- [Directions]
A – Return, without changes, the passage of the Shia family law post starting with "(5) Whenever a" and going on through "and other spouses.".
B – In the Shia family law post, which sections of article 132 open with the words "The spouses"?
C – Write what comes next in the Shia family law post after its final line.

More Shia Family Law stuff

I have no idea what to title these posts at this point.

Anyway, an expert (to see who, go to the comment thread) wrote the following at Registan.

Just a quick point on this law — it is certainly a bad development from a political point of view, for the reasons enumerated above.

However, purely as a law, it has been caricatured as the ‘marital rape’ law. In fact, the Dari version shows it to be basically pretty middle of the road Shi’a jurisprudence, slightly to the right of Iran, but not egregiously so.

The particular provision that has been mistranslated and misinterpreted as ‘allowing’ marital rape doesn’t do so, legally speaking: article 132 includes the following relevant provisions:
(1) The spouses are obliged to socialize with one another and their parents and family.
(2) The spouses are obliged to cooperate and collaborate for welfare of their families and children.
(3) The spouses must abstain from any actions that would cause the hatred and displeasure of one another; whenever the husband wants his wife to attend to her appearance, the wife is obliged to do so.
(4) The husband is obliged, except during period of travel, to spend the night in one place with his wife at least one night out of four, except when it is harmful to one of the spouses or one of them suffers from a venereal disease. It is the duty of the wife to tend to the husband’s inclination for sexual liaison. The husband is obliged to not postpone intimacy with his wife for more than four months without his wife’s consent.
(5) Whenever a man has more than one wife, he is obliged to spend at least one night out of four in view of section (4). The right of the wife (to intimacy) may, upon her consent, be transferred to the husband and other spouses.
(6) The husband may increase the rights (of intimacy) to more than one night, on the condition that no harm or shame comes to the other spouses.
(7) The wife is obliged to manage and perform those areas of domestic chores that the husband has specified in the marriage contract; otherwise, the wife is not obliged to perform domestic chores.

- [Data shown]
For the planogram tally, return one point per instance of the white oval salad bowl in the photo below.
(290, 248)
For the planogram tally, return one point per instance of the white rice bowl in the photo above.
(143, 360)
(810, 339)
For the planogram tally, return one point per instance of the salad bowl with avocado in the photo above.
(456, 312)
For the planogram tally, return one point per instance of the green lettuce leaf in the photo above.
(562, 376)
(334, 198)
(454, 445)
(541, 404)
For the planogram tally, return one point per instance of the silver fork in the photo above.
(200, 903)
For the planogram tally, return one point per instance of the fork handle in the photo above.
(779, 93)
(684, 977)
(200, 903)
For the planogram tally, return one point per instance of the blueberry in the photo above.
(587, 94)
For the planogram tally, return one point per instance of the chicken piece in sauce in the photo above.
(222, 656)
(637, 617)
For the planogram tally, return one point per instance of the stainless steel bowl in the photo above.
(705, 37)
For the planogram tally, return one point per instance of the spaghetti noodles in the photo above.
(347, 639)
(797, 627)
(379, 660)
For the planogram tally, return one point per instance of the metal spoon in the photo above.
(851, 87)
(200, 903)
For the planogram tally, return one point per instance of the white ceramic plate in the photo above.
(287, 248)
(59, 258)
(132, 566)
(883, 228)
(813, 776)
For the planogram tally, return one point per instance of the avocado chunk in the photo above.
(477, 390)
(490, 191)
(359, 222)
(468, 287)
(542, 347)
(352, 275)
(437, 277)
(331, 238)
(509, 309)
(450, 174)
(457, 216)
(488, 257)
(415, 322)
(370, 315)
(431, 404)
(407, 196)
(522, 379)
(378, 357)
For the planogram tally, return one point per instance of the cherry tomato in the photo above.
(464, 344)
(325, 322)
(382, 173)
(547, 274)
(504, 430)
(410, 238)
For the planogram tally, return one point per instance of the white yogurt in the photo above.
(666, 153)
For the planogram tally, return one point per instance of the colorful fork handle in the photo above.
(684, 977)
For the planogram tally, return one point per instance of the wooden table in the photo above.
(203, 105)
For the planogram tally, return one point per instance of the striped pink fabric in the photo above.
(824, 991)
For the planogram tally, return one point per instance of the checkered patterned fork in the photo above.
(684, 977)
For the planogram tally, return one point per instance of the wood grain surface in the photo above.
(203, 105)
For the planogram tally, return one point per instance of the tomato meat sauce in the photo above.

- [Set of answers]
A –
(5) Whenever a man has more than one wife, he is obliged to spend at least one night out of four in view of section (4). The right of the wife (to intimacy) may, upon her consent, be transferred to the husband and other spouses.

B – Sections (1), (2), and (3).

C –
As you can see, this is not an explicit endorsement of marital rape. From a purely legal point of view, the offending language in section (4) (”It is the duty of the wife to tend to the husband’s inclination for sexual liaison”) has to be read in light of section (3)’s injunction against actions that would cause “hatred or displeasure”. And under basic jurisprudential principles the article could be interpreted so as to prohibit rape, in fact.

No question that the language about the wife’s obligation to satisfy the husband’s sexual needs is highly problematic. But the point of article 132 is to govern the mutual responsibilities of spouses (including up to four wives) in the sexual sphere.

No question this is absolutely discriminatory toward women, and deeply troubling, given Afghanistan’s current political climate, as well as the absence of a functioning judiciary, and the absolute lack of state protection for women, in particular Shi’a women.

But it is not a ‘marital rape’ law, and by casting it thus, the Western media and policy makers have actually given a sop to Mohseni and others who make a living by positioning themselves as defenders of Islam against Western interlopers. The law should never have been rammed though, but the Wolesi and Mishrano Jirgas’ foolishness, and Karzai’s weakness, are other issues.

Now, Afghan civil society and their international supporters should focus on ameliorating some of the political damage, and not try to engage in a debate on Shi’a jurisprudence.